SARASOTA, Fla. - José Iglesias won’t say that the offseason has treated him much kinder than last winter, offering a shrug of his shoulders and a search for the right words. But there’s still that trace of confusion over having to settle for a minor league contract in late February.
It couldn’t have been his defensive credentials, which earn the highest levels of praise. To say he carries a plus glove leaves him short of one “plus.”
“I don’t want to say it was better. It was just different,” Iglesias said this morning before the Orioles held their workout for players who didn’t make the trip to Clearwater.
“I get the opportunity to come here on a big league deal. Like last year was a minor league deal, which was disgusting. I get to come here and lead by example and just be who I am, a guy who’s going to play every day, a guy that’s going to lead by example and do the best I can for this organization.”
The Orioles narrowed their shortstop search to Iglesias and gave him a one-year deal with an option for 2021 that can bring his total earnings to $6 million He’s guaranteed $3 million, including a $500,000 buyout.

-*-*-

EXERCISE TASK ::
Please answer these questions from the article on José Iglesias:
(a) What type of contract did Iglesias say he had last year?
(b) Where did the Orioles hold their workout for players who didn't make the trip to Clearwater?
(c) How much of Iglesias's new deal is guaranteed?
The rows aren't needed for anything here.

-*-*-

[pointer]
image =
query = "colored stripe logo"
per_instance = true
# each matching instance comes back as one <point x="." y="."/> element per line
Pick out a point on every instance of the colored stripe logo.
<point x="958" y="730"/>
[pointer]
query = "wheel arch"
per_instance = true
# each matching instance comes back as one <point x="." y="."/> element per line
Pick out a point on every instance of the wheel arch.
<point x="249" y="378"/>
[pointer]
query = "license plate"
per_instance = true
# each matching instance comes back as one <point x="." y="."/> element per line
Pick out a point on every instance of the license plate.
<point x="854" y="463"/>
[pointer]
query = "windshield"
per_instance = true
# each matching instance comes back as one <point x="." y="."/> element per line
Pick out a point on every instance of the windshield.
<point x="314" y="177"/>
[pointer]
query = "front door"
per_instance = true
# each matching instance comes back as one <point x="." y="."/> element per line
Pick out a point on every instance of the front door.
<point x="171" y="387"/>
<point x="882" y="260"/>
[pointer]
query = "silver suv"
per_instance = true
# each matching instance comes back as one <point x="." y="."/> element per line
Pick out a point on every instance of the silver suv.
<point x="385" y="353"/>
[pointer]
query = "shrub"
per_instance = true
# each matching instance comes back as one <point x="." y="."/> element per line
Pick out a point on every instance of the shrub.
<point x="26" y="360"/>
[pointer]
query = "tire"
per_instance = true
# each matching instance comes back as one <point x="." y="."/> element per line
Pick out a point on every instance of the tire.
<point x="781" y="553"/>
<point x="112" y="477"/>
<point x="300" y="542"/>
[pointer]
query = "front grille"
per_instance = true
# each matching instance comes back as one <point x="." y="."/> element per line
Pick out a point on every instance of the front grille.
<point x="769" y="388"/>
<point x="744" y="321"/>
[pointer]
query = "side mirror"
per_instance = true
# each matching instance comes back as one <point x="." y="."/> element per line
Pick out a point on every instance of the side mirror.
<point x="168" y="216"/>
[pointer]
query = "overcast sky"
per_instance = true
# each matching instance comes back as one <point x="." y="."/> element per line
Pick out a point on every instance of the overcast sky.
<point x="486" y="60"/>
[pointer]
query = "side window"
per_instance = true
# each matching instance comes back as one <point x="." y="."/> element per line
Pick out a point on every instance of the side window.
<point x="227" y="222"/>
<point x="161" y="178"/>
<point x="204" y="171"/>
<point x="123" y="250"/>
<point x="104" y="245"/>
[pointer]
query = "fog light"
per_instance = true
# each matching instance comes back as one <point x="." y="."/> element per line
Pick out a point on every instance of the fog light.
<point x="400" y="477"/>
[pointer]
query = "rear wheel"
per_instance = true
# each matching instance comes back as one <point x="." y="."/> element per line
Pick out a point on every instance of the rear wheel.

-*-*-

OUTPUT FOR THIS EXERCISE ::
(a) A minor league deal.
(b) In Sarasota, Florida.
(c) $3 million, including a $500,000 buyout.